• SOURCE INFORMATION:
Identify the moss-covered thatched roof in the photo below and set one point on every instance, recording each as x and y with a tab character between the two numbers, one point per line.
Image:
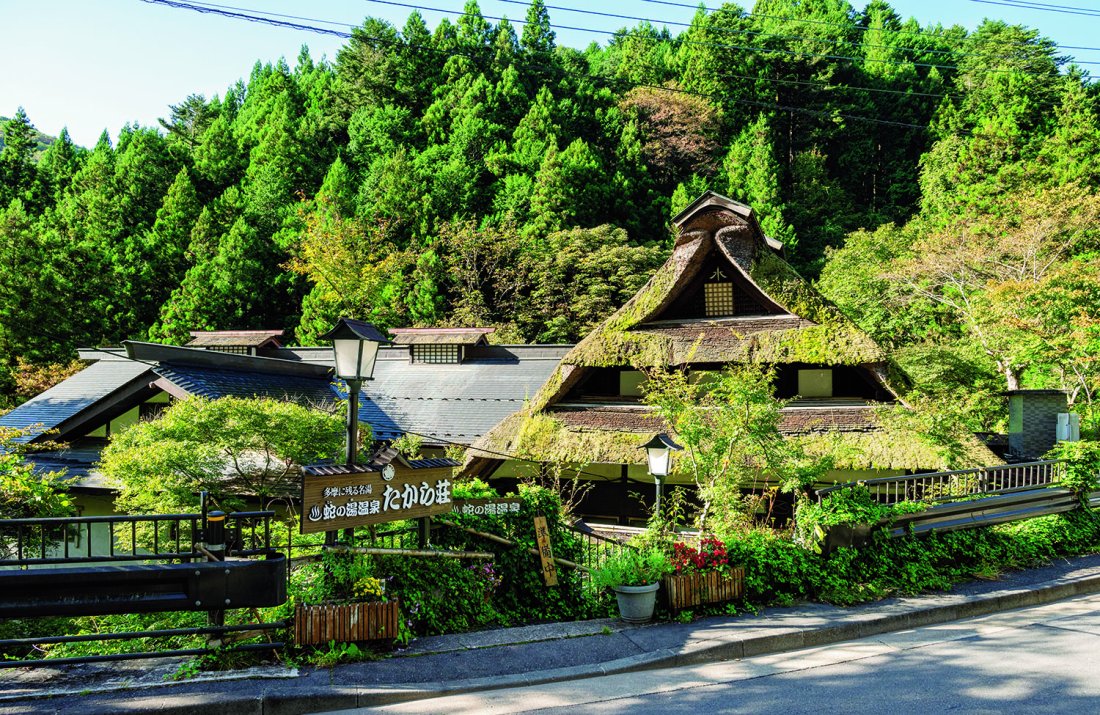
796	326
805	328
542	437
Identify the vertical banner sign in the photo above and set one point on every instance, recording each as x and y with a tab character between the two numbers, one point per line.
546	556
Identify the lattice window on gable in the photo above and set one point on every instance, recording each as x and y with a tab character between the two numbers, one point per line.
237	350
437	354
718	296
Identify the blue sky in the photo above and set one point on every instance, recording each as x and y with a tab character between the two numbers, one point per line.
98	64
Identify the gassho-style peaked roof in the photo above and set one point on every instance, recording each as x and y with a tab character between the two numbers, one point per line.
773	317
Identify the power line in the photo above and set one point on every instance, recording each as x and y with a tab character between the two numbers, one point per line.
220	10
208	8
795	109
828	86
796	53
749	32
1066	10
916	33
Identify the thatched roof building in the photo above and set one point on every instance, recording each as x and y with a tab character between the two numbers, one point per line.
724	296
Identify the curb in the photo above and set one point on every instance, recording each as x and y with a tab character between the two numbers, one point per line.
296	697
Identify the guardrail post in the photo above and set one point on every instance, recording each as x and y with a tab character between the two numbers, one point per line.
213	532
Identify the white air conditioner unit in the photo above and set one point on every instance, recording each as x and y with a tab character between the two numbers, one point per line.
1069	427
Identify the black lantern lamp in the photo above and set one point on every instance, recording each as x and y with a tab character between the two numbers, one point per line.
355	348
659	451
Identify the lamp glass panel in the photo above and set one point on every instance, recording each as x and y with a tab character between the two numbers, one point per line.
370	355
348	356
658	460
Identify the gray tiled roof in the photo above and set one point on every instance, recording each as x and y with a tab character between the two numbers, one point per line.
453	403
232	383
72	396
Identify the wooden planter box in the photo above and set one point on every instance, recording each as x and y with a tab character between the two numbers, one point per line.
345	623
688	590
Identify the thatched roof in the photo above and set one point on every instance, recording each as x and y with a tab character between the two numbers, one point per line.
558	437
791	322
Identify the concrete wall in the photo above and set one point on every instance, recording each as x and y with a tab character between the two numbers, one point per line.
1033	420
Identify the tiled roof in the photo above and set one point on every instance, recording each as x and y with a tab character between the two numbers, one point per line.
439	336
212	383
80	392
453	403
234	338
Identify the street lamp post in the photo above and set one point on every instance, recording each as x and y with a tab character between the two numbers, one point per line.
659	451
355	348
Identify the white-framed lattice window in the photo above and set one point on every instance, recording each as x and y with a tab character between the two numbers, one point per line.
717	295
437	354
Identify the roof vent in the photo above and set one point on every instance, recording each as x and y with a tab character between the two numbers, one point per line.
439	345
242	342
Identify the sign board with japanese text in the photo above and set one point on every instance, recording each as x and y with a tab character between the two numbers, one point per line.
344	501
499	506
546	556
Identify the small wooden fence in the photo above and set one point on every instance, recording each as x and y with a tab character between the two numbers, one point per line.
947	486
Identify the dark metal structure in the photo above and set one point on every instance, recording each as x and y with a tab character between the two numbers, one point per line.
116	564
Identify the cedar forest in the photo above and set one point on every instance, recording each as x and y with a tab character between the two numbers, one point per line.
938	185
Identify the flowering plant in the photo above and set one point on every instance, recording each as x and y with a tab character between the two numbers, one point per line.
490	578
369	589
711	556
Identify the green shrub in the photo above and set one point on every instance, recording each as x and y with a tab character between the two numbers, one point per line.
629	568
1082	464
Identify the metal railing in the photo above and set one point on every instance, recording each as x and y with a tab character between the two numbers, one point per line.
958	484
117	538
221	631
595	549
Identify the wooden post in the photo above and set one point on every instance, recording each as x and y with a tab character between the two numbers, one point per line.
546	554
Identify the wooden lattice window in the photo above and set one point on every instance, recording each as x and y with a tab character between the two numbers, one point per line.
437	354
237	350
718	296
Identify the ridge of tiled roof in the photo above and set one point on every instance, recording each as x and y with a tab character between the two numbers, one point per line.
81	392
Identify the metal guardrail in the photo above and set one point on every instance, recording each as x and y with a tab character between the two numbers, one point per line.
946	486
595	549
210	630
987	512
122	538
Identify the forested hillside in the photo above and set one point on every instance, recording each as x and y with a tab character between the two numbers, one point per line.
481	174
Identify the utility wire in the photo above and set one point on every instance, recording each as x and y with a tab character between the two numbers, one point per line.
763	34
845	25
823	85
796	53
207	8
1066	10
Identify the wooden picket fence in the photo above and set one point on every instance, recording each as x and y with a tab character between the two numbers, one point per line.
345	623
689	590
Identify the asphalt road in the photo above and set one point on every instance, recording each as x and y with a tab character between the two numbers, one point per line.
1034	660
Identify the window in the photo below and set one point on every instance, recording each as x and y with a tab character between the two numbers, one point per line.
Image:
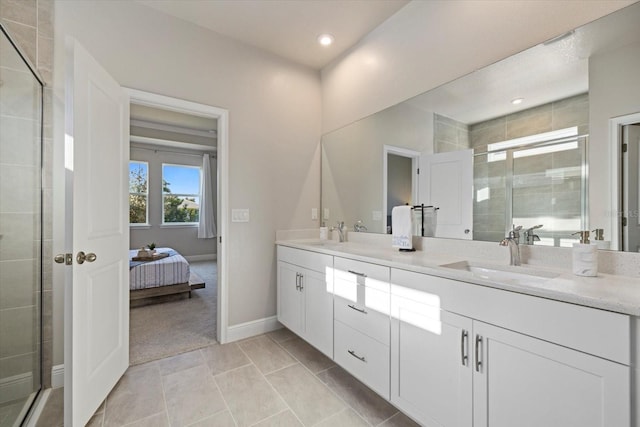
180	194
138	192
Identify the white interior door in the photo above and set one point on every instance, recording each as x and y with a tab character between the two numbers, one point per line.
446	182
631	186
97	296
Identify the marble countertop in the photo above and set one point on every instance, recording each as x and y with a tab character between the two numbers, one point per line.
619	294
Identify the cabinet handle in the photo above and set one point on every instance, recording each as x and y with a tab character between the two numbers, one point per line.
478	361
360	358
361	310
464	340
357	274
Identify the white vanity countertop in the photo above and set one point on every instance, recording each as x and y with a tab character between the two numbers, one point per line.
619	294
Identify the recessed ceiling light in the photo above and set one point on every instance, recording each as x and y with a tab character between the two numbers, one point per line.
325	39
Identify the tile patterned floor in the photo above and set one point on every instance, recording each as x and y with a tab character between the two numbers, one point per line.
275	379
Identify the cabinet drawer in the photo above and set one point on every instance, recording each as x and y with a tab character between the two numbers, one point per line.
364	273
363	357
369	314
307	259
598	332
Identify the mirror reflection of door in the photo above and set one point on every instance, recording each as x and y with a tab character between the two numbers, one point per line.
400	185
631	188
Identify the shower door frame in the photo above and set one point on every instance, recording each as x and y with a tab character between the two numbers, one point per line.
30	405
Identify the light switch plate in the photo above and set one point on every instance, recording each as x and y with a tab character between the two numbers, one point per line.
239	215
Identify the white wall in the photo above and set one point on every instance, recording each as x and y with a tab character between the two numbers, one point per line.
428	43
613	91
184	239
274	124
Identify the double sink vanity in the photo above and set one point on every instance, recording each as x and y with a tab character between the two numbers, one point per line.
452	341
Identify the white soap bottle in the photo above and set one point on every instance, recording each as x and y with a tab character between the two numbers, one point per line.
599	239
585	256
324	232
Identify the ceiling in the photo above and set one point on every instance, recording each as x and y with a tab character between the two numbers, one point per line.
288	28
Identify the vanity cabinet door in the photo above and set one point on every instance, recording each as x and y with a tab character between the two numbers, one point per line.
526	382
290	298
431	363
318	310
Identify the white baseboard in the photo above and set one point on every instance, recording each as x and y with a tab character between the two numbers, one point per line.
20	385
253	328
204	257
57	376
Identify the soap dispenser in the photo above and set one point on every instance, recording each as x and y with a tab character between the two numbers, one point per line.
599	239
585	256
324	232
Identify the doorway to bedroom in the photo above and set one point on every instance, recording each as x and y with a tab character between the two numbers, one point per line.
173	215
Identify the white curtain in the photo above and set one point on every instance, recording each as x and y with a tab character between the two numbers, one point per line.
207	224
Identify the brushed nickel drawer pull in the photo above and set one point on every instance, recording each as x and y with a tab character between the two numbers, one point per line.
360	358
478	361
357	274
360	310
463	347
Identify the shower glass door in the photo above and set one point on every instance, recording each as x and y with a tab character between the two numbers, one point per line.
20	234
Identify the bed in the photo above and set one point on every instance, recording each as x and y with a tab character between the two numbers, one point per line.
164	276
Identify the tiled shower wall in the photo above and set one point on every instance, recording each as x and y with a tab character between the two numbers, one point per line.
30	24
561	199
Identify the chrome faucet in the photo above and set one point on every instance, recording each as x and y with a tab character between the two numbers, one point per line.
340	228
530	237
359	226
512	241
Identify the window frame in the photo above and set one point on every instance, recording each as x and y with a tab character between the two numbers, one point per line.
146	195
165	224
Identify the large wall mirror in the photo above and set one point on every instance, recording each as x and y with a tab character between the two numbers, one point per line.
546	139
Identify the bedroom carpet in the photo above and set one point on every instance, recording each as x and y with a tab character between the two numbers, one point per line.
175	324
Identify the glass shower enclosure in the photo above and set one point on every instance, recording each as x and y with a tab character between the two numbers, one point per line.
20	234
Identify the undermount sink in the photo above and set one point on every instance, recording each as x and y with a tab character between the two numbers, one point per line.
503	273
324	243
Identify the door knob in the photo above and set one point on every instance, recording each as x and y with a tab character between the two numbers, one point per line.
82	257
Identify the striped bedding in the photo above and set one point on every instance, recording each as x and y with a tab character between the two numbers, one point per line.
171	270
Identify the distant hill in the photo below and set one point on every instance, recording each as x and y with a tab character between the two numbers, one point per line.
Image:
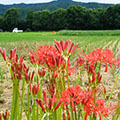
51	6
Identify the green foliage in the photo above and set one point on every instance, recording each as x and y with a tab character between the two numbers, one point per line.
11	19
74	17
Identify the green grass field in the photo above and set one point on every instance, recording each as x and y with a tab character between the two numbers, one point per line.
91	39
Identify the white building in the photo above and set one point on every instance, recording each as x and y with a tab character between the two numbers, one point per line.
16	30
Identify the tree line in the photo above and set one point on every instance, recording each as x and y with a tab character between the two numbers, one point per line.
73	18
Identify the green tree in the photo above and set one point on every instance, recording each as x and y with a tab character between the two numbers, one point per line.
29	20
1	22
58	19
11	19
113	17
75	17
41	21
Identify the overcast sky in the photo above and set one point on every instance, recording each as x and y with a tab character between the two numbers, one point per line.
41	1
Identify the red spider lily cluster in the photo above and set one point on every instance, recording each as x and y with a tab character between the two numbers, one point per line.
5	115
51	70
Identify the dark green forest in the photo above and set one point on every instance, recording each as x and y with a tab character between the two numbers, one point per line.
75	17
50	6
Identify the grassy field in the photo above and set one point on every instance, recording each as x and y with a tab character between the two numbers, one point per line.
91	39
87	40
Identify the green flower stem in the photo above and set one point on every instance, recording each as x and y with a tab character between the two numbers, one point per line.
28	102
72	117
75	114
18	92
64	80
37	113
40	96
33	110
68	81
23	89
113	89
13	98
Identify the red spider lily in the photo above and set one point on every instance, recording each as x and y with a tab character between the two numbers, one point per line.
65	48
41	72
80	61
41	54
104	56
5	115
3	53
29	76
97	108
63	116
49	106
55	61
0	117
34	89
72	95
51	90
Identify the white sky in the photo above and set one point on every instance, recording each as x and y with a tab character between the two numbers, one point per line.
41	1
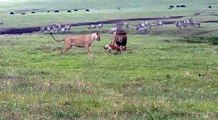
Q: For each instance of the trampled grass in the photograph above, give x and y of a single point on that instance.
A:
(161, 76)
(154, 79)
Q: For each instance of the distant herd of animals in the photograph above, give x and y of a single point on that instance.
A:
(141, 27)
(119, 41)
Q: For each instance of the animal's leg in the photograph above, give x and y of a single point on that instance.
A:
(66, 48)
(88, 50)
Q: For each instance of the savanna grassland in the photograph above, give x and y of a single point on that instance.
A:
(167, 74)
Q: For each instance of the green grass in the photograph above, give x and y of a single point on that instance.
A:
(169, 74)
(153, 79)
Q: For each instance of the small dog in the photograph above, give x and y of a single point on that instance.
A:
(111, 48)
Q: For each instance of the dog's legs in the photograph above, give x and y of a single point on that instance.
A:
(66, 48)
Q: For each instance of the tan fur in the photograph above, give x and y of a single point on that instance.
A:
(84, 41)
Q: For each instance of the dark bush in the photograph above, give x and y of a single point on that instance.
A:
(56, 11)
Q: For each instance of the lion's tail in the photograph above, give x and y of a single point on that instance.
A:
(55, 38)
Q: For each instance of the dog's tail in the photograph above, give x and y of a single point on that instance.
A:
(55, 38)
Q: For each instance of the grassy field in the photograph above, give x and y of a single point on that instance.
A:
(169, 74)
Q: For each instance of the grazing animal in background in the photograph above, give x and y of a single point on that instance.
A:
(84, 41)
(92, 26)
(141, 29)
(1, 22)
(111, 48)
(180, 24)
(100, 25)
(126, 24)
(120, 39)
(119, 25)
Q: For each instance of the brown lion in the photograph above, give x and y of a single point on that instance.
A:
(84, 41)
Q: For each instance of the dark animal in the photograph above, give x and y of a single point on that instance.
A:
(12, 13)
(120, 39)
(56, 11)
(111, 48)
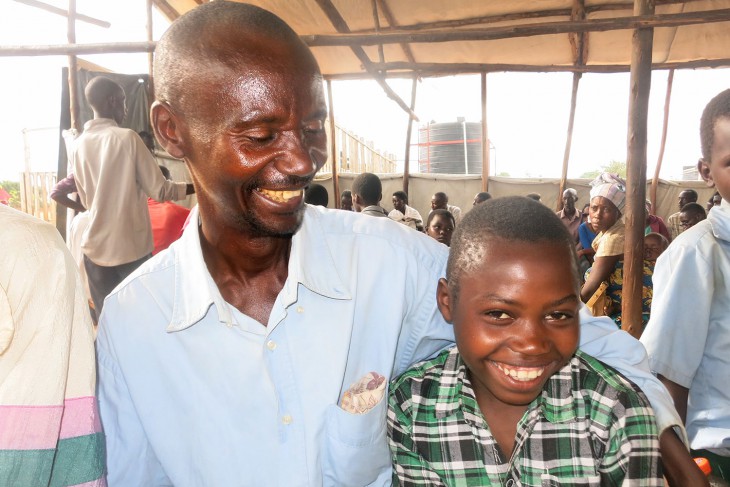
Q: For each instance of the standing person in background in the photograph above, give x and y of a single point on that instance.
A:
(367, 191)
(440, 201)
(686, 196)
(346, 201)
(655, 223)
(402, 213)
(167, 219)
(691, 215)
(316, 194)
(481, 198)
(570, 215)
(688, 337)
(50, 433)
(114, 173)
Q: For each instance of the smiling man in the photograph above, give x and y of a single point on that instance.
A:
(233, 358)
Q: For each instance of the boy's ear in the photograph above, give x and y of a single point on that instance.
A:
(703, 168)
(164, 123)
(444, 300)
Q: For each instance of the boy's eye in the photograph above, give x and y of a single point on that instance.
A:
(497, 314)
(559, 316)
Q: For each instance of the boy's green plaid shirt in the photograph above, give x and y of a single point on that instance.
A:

• WHAT YOU SHOULD DO:
Copy out all lines of the material containing the word "distant".

• TASK OUTPUT:
Identify the distant hill in the photo below and set one point on every instance, recording each as x and y with a tab character between the two numbers, one point per line.
Q: For each instance of the distant herd of animals in the photograph above, give x and y of a single point on that instance.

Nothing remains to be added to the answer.